■ Provided records ■
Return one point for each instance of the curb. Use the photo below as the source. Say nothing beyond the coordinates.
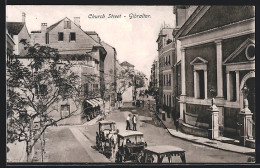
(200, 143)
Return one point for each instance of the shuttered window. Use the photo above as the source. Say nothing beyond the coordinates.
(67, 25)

---

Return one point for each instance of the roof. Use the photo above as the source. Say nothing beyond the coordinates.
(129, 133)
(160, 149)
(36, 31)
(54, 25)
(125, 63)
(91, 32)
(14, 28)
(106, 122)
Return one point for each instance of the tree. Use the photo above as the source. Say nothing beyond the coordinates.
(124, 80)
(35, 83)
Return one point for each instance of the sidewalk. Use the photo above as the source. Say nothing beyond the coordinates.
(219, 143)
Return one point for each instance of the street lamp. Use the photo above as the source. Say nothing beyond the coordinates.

■ Problem ■
Place every line from the one containing "Return one point for each instance of the tree." through the one containing "Return one point for each instance of the street", both included, into a JSON list of strings with one string per line. Leave out any blank lines.

■ Finished answer ■
[
  "Return one point for each instance of the tree. Use the photo above as the source. Say nothing beyond the coordinates.",
  "(124, 80)",
  "(35, 83)",
  "Return one point for each instance of the sidewalk. Use the photo above as the source. Say nothing beyond the coordinates.",
  "(219, 143)",
  "Return one point for each instance of the street lamp. Use the photo above as the source. Say nothing beyond the coordinates."
]